Midlife crisis

Puberty hits around age 12 through 18 or so. Starts earlier or later for some, completes earlier or later for others, but all in all our teen years are wrought with transition and change: physical, emotion and mental.

There is, as my dear friend Tammy would say, a second puberty: midlife.

Some go through crisis here and get a new job, sports car or spouse to ease the struggle.

The midlife puberty can last as long as adolescent puberty: starting around age 39 or 40 and continuing through to our late forties. Again, earlier for some and later for others. The conditions, however, are the same: dealing with raw emotions, hormonal and physical changes, relationships with others, relationship with self, where we fit in, who we are, and what we have to offer the world.

In second puberty themes are often: disappointment with where you are in life, your work, health, love life, home life, views of self, and seeking some greater meaning to life. It’s the same rush of energy that comes in first puberty. This energy is trying to find a creative outlet, a passionate purpose, a free-thinking freedom, self-expression.

Often we try to resolve our disappointments at this stage by changing one or all of our conditions: home, partner, friends, work, car, diet and exercise.

But the answer is much the same in second puberty as in first.

What do we want for our kids in their teenage years?

To emerge with a deep sense of self. A guiding confidence. A true north. An inner strength. A reservoir of happiness and a healthful mindset that will see them through life.

________________________

* **Task set**
[a] In the passage on midlife, at roughly what age does the second puberty begin?
[b] Resume the passage on midlife right after its last sentence, carrying its argument forward in the same voice.

* **Collected data**

________________________

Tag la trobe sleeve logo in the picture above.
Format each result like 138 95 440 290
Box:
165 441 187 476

________________________

* **Results in order**
[a] Around age 39 or 40.

[b]
There is a sweet movie entitled My Life in Ruins, starring Nia Vardalos. In the movie Nia’s character, Georgia, is told she has no Kefi. Greek words, like Sanskrit, carry not only a meaning but a feeling, a deep expression and even story.

Kefi is happiness, joy, love of life. Your reason to get out of bed in the morning. But it’s not just one thing. It’s not one job that inspires your Kefi or one person. It’s a wellspring inside you. It’s the spirit of your happiness. That even on a bad day or during struggle keeps you in love with life.

This is the point of midlife puberty: to find your Kefi.

That place inside you, that wellspring of vitality for life. You can try to do so through cars, houses, new spouses or jobs but that’s not Kefi.

Turning inward through practices like yoga, qigong, meditation, nature, art, music, and play can help rediscover this passion for life that we often knew by the end of first puberty.

Sometimes it wakes up through travel or hiking or surfing or gardening. Nature is a great friend of Kefi. Sometimes it wakes up through dancing and singing and hula-hooping and writing. Through community service. Through river rafting or sidewalk chalk. Through a yearlong sabbatical or running a weeklong kids’ camp.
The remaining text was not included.